ACTIVITY LIST →
1. Which possible mechanisms of chitosan's antimicrobial action does the passage on chitosan list?
2. Continue the passage on chitosan from its final sentence.
(Beginning of PROVIDED TEXT)
The last years, the booming of natural biomolecules used as antimicrobial agent became a very interesting scientific challenge for academic and industry research due to the fact that lot of pathogen increased theirs antibiotic resistance. Because of this, chitosan is the number one candidate in the quest for new antimicrobial substance. When we talk about antimicrobial activity we have to talk about the mechanism involved with biomolecules. Then the question comes, why chitosan and derivatives could be considered as natural antimicrobial agent? During the last decades lot of publications try to give the possible impact of chitosan and derivatives on antimicrobial activities. Nevertheless, the antimicrobial mode of action of chitosan is not clearly understood. In view of the last scientific knowledge [2,5-8] (some authors reported different responses about the possible mechanism involved during antimicrobial chitosan treatment :
(i) Ionic and electrostatic interactions between the negative charge from surface cell membrane of bacteria/fungi and the cationic charge of chitosan and derivatives (-NH3+, N,N;N-trimethyl chloride derivative, quaternary ammonium derivatives, carboxymethyl derivatives, etc.),
(ii) The increasing release of cellular components from bacteria,
(iii) The possible disruption of energy generation pathways,
(iv) The specific chelation of metal ions,
(v) The specific precipitation/agglutination of bacteria with chitosan. Generally; lot of authors shown that the specific microbial inhibition caused by chitosan treatment is the consequence of molecular processes leading to microbial cell inhibition and death.
(End of PROVIDED TEXT)
(Beginning of PROVIDED MATERIAL)
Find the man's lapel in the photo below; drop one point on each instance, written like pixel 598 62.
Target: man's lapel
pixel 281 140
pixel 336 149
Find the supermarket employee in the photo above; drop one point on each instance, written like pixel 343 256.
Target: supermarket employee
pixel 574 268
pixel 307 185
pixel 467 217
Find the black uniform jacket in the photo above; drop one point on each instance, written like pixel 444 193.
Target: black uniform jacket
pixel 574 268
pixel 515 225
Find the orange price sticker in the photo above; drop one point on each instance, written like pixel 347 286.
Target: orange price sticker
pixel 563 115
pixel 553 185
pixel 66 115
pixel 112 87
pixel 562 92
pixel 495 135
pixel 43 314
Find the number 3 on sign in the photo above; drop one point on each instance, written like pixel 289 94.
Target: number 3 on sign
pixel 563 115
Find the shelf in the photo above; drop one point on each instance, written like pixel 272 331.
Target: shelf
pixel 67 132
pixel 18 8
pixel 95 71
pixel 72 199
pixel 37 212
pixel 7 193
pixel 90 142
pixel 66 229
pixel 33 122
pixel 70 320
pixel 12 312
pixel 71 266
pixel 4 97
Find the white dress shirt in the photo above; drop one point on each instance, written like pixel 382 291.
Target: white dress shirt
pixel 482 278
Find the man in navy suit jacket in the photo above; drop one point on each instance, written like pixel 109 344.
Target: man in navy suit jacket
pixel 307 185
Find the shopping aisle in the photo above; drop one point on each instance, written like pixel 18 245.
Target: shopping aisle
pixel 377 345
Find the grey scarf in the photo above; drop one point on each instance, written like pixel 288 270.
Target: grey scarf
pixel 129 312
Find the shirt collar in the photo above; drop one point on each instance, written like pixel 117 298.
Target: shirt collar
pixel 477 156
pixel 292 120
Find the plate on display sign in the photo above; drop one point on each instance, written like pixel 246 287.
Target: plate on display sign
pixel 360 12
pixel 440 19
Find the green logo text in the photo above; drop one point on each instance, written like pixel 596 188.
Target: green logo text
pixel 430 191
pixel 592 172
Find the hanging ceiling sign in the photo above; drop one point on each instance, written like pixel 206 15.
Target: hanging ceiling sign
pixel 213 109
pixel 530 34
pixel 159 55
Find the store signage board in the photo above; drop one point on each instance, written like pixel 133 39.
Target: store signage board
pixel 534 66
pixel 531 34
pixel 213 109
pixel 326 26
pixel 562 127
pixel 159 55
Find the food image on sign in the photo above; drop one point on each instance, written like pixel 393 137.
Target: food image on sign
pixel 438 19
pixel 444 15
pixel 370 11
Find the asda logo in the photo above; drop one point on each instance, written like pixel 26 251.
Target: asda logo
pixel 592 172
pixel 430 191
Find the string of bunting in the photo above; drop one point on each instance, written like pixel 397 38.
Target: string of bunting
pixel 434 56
(End of PROVIDED MATERIAL)
EXPECTED OUTPUTS →
1.
1. Ionic and electrostatic interactions between the negative charge on the surface cell membrane of bacteria/fungi and the cationic charge of chitosan and its derivatives
2. The increasing release of cellular components from bacteria
3. The possible disruption of energy generation pathways
4. The specific chelation of metal ions
5. The specific precipitation/agglutination of bacteria with chitosan

2.
Very recently, the news advances using chitosan as antimicrobial supported material are the synthesis of new generation of functionalized biomaterial made up of chitosan with antibiofilm and antimicrobial agents. In this context, works presented by Elchinger et al. [9,10] were very interesting since for the first time, protease such as neutrase, proteinase K, and alcalase were immobilized in chitosan film in order to propose to the scientific community novels highly efficient antibiofilm material with very good adhesives properties against nosocomial infecting microbial agent such as Listeria monocytogenes,Pseudomonas aeruginosa and Staphylococcus aureus.